* BEGIN *

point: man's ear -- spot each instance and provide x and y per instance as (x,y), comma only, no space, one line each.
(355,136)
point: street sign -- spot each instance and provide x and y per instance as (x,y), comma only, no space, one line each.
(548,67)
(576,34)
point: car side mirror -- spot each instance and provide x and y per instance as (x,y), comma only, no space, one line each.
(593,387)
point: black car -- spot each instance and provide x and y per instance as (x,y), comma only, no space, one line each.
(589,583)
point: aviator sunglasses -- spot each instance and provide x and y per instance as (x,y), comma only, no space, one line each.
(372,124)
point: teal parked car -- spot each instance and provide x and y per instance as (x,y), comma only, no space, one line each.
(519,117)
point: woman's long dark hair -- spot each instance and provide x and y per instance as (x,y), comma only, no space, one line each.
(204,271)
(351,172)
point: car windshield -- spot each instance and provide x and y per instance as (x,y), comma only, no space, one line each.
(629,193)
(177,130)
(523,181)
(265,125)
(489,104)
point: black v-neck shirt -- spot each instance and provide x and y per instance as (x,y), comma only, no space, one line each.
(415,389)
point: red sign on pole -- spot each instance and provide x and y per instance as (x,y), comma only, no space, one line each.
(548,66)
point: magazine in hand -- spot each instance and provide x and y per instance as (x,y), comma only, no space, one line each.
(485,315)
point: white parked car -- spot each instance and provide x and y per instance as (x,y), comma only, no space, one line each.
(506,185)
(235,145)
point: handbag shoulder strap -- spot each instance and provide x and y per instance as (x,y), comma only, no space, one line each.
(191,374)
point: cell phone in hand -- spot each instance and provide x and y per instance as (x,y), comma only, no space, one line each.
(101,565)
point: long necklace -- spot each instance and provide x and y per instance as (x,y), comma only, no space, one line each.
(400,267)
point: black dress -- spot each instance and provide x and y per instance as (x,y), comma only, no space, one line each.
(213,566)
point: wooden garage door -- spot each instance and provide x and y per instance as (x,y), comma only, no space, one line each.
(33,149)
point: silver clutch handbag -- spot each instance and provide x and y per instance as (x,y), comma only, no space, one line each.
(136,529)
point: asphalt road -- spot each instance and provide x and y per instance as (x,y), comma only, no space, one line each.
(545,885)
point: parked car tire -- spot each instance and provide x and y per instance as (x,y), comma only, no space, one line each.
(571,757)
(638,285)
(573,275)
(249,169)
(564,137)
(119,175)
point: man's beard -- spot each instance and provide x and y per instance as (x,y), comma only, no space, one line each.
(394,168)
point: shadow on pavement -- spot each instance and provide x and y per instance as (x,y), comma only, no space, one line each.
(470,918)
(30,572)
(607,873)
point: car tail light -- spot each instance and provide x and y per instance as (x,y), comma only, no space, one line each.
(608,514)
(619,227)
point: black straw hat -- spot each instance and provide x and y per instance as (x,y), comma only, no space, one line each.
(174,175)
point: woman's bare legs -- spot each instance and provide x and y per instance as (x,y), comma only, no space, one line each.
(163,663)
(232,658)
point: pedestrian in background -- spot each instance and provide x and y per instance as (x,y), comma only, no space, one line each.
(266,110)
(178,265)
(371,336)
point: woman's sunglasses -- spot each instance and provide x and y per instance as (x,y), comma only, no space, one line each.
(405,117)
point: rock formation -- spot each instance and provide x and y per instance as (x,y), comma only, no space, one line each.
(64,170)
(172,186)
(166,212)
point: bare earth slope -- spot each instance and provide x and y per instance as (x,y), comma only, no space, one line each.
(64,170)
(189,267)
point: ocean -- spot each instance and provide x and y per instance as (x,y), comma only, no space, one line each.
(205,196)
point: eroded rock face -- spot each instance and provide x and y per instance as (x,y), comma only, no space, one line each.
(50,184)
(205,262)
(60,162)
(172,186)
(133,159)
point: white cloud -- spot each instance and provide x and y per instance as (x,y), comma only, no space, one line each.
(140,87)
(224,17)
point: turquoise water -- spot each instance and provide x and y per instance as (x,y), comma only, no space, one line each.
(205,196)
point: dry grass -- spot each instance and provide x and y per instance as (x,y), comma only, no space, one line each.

* END *

Request:
Begin at the line that contains "point: woman's sunglasses" and continue through the end of the items, rewriting every line with the requests included and shifting each coordinate in the answers by -83.

Written answer:
point: woman's sunglasses -- spot each instance and provide x and y per instance as (x,y), comma only, no space, one line each.
(322,34)
point: rock formation -- spot each instance and provide x and y per instance as (x,y), comma only, no space, one line each.
(-19,87)
(89,103)
(83,129)
point: bare earth slope -- spot each instance and provide x and y per instance as (x,y), comma only, no space, one line each.
(-19,87)
(106,184)
point: ocean -- spot each instance and provide x and y per instance as (x,y), comma only, no space, one line each.
(122,113)
point: eroded rock face -- spot each instance and provide x and y per instance as (x,y), comma only, no space, one line each.
(-33,101)
(122,179)
(-23,79)
(89,103)
(50,76)
point: white cloud -- spot each instance and provide x and y per instance as (x,y), comma only, no space, one line each.
(57,4)
(141,-66)
point: turquoise water -- spot each instance and provide x and y per instance as (x,y), comma only, no space, one line each.
(122,113)
point: dry grass -- spot each instance and provide x and y per instance as (x,y), comma only, no space, one line each.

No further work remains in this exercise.